#### WHAT IS NEEDED
Copy all the records below word for word. Leave out the pictures.

#### EXERCISE INPUT
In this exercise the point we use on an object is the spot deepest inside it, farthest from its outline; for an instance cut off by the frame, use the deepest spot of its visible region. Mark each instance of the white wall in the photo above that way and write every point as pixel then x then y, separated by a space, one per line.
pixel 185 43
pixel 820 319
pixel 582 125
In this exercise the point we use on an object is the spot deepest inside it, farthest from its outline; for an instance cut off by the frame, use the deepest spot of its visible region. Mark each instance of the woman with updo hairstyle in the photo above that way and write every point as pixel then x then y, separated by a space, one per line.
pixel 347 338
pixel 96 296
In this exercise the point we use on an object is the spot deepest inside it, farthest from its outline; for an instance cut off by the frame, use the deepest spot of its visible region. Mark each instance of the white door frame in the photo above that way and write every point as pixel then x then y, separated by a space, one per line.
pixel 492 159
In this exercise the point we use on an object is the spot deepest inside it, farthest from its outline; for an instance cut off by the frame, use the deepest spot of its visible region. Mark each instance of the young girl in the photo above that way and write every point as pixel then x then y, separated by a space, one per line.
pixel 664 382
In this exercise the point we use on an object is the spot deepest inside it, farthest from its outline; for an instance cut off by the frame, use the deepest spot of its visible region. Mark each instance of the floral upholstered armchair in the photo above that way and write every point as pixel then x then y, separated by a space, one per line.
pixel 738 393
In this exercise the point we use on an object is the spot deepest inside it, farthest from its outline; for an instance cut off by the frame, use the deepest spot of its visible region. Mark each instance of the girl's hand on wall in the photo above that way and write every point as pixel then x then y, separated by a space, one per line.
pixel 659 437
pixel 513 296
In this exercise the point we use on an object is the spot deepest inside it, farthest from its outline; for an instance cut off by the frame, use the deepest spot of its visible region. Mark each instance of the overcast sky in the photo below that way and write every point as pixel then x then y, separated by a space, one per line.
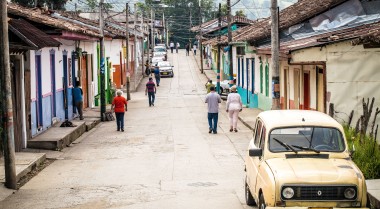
pixel 253 8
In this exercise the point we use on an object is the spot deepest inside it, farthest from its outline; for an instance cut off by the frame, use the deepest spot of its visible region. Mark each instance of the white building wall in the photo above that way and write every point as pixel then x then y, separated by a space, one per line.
pixel 113 49
pixel 30 64
pixel 352 74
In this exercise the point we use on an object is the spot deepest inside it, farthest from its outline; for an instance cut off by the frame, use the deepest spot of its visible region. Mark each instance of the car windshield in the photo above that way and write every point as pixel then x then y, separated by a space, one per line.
pixel 315 139
pixel 159 49
pixel 164 64
pixel 156 59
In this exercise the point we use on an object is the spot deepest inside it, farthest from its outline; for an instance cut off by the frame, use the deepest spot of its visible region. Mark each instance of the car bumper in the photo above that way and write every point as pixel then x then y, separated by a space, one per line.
pixel 311 208
pixel 166 74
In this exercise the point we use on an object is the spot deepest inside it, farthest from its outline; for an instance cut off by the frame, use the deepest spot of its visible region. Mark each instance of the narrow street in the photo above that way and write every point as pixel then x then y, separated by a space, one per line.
pixel 165 158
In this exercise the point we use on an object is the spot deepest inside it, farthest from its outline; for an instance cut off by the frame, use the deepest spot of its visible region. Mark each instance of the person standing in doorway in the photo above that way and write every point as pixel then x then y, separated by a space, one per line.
pixel 208 85
pixel 78 99
pixel 118 104
pixel 151 91
pixel 171 46
pixel 177 47
pixel 213 99
pixel 157 75
pixel 233 107
pixel 187 49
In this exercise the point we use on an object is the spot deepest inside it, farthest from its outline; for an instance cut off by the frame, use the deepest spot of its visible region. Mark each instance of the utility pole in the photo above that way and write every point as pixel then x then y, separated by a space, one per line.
pixel 102 64
pixel 275 56
pixel 127 51
pixel 218 64
pixel 6 105
pixel 142 42
pixel 230 40
pixel 135 47
pixel 152 30
pixel 200 34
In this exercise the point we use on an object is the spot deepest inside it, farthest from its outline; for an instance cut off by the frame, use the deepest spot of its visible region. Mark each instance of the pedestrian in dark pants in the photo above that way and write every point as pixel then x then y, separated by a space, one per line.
pixel 157 75
pixel 213 99
pixel 78 99
pixel 151 91
pixel 187 49
pixel 177 47
pixel 118 104
pixel 171 46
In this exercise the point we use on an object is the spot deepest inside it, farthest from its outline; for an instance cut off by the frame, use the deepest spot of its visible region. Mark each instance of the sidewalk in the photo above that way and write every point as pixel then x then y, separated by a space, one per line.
pixel 248 118
pixel 248 115
pixel 31 158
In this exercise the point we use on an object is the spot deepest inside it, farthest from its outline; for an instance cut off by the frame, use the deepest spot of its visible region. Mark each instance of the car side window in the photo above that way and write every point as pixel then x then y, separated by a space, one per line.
pixel 262 138
pixel 257 133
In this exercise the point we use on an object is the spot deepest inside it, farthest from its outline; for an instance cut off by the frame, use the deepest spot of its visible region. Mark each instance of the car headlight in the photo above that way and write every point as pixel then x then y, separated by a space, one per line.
pixel 288 193
pixel 350 193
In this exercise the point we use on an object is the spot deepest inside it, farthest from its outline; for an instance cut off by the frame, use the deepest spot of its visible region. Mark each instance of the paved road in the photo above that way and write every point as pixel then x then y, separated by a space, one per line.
pixel 165 158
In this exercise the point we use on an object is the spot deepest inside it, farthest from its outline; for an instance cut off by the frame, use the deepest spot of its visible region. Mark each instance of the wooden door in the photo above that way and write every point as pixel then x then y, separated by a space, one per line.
pixel 306 91
pixel 27 98
pixel 286 93
pixel 89 93
pixel 16 100
pixel 296 88
pixel 83 81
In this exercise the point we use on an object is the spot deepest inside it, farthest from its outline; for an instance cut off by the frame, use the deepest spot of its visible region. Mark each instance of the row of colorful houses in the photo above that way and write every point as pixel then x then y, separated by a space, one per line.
pixel 329 54
pixel 51 51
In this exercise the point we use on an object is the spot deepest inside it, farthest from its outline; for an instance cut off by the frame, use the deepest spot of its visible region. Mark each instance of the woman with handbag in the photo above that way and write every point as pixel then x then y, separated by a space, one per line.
pixel 234 106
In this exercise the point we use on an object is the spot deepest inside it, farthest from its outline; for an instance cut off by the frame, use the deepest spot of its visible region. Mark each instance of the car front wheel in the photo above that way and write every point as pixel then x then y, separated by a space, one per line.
pixel 262 204
pixel 248 196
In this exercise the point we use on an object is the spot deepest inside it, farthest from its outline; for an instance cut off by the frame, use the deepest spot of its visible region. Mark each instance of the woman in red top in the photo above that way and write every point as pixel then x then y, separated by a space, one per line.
pixel 118 104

#### RESPONSE TO THE TASK
In this exercise the point we use on an object is the spot deepest inside it, farthest from its outline; for an instance cut off by the frame, use the deepest spot of its visible region. Mark each instance of the white wall in the photo above that way and write every point as pixel then x then y, separated by a space, one per line.
pixel 185 43
pixel 820 319
pixel 582 125
In this exercise the point we use on an object is the spot deepest inside it, farthest from its outline; for an instance cut off by the frame, use the deepest spot of its visible region. Mark each instance of the woman with updo hairstyle in the photo above that way and write every point as pixel then x then y, separated by a space, one per line.
pixel 347 338
pixel 96 296
In this exercise the point we use on an object is the spot deepest inside it, farthest from its outline; for an instance cut off by the frame, use the deepest spot of its visible region. Mark each instance of the white door frame in the photo above that way and write every point as pixel then x then y, separated by a space, one per line.
pixel 492 159
In this exercise the point we use on an object is the spot deepest inside it, farthest from its outline; for an instance cut off by the frame, use the deepest spot of its visible region. Mark each instance of the young girl in the photo above that way and write every point as pixel then x then y, separated by a space, one per line.
pixel 664 382
In this exercise the point we use on an object is the spot deepest inside it, farthest from its outline; for an instance cut off by the frame, use the deepest spot of its visible region. Mark each instance of the floral upholstered armchair in the photo above that way and write every point as pixel then x then y, separated by a space, one per line.
pixel 738 393
In this exercise the point we use on an object is the spot deepest inside it, farthest from its outline; for an instance cut off by the frame, use the deepest spot of its visible region. Mark each instance of the girl's hand on wall in the photo above that way and write every point as pixel then x then y, separated by a space, one per line.
pixel 659 437
pixel 513 296
In this exercise the point we use on an object is the spot deepest inside it, farthest from its outline; for an instance cut off by the frame, use the deepest spot of its visible region. Mark each instance of the overcast sky in the photo below that way and write every point as pixel then x then y, separated by a space, one per line.
pixel 253 8
In this exercise the point we use on an object is the spot deepest inside it, farthest from its outline; for an instance cut off by the frame, use the deepest spot of its visible region. Mark each instance of the white building wall in the photo above that way and write every point as pixel then x then y, separated by a space, one per line.
pixel 113 49
pixel 30 64
pixel 352 74
In this exercise the point we use on an object is the spot deepest inside it, farthest from its outline; for an instance cut off by the frame, use the deepest spot of its visible region. Mark each instance of the car windshield in the photo above that way and write every point as pixel then x then y, separated by a space, one per line.
pixel 315 139
pixel 159 49
pixel 164 64
pixel 156 59
In this exercise the point we use on an object is the spot deepest inside it, farthest from its outline; for an instance cut off by the frame, use the deepest spot of its visible region. Mark each instance of the car bumper in the photo above that way and write every point as pixel then x then y, separated by a space, one per line.
pixel 311 208
pixel 166 74
In this exercise the point we use on an object is the spot deepest inside it, farthest from its outline; for an instance cut off by the frame, use the deepest spot of its visible region. Mark each instance of the narrow street in the photo above that way and write every point as pixel then x then y, separated by a space, one per line.
pixel 165 158
In this exercise the point we use on an object is the spot deepest inside it, farthest from its outline; for an instance cut off by the frame, use the deepest spot of its visible region. Mark each instance of the person standing in doorway in the photo above that way and write every point as pixel then x then y, separated by a space, one per line.
pixel 208 85
pixel 78 99
pixel 118 104
pixel 151 91
pixel 171 46
pixel 177 47
pixel 213 99
pixel 157 75
pixel 233 107
pixel 187 49
In this exercise the point we use on an object is the spot deepest inside it, farthest from its outline; for an instance cut off by the frame, use the deepest spot of its visible region. Mark each instance of the utility pole in the photo above that way and write every point as pixel then x then y, separated by a space, one per line.
pixel 102 64
pixel 275 56
pixel 127 51
pixel 218 64
pixel 6 105
pixel 142 42
pixel 230 40
pixel 135 47
pixel 152 30
pixel 200 34
In this exercise the point we use on an object is the spot deepest inside it, farthest from its outline; for an instance cut off by the frame, use the deepest spot of its visible region. Mark each instance of the pedestrian in dark pants in the photo above that way and write every point as pixel then x then y, separated by a space, one per line.
pixel 157 75
pixel 213 99
pixel 78 99
pixel 151 91
pixel 187 49
pixel 177 47
pixel 118 104
pixel 171 46
In this exercise the point we use on an object is the spot deepest inside it, farthest from its outline; for an instance cut off by the frame, use the deepest spot of its visible region. Mark each instance of the sidewalk in the photo above that way and write every point as pixel then x then y, separated by a space, one per line.
pixel 248 118
pixel 248 115
pixel 31 158
In this exercise the point we use on an object is the spot deepest inside it, farthest from its outline; for an instance cut off by the frame, use the deepest spot of its visible region. Mark each instance of the car side window in the photo above that way and write every point as pixel then x then y, separated by a space, one per line.
pixel 262 138
pixel 257 133
In this exercise the point we use on an object is the spot deepest inside it, farthest from its outline; for an instance cut off by the frame, use the deepest spot of its visible region. Mark each instance of the car headlight in the photo above that way and write every point as pixel then x then y, separated by a space, one per line.
pixel 288 193
pixel 350 193
In this exercise the point we use on an object is the spot deepest inside it, farthest from its outline; for an instance cut off by the frame, use the deepest spot of its visible region. Mark each instance of the paved road in the photo above that way and write every point as pixel then x then y, separated by a space, one per line.
pixel 165 158
In this exercise the point we use on an object is the spot deepest inside it, farthest from its outline; for an instance cut off by the frame, use the deepest spot of its visible region. Mark each instance of the wooden door in the photo above that way and write every point as pixel then x then y, separated by a space, one per line.
pixel 306 91
pixel 27 98
pixel 286 93
pixel 89 93
pixel 16 100
pixel 296 88
pixel 83 81
In this exercise the point we use on an object is the spot deepest inside it, farthest from its outline; for an instance cut off by the frame, use the deepest spot of its visible region. Mark each instance of the row of colorful houses in the photo above that way and write every point as pixel then x then y, separated by a space, one per line.
pixel 329 54
pixel 51 51
In this exercise the point we use on an object is the spot deepest inside it, farthest from its outline; for an instance cut off by the frame, use the deepest spot of its visible region. Mark each instance of the woman with handbag in the photo above that way and write every point as pixel then x then y, separated by a space, one per line.
pixel 234 106
In this exercise the point we use on an object is the spot deepest inside it, farthest from its outline; for an instance cut off by the frame, use the deepest spot of its visible region. Mark each instance of the car front wheel in the photo above that way and write every point as pixel then x then y, separated by a space, one per line.
pixel 262 204
pixel 248 196
In this exercise the point we use on an object is the spot deepest inside it, farthest from its outline; for an instance cut off by the frame, use the deepest spot of its visible region. Mark each instance of the woman in red top in the photo above that way and write every point as pixel then x then y, separated by a space, one per line.
pixel 118 104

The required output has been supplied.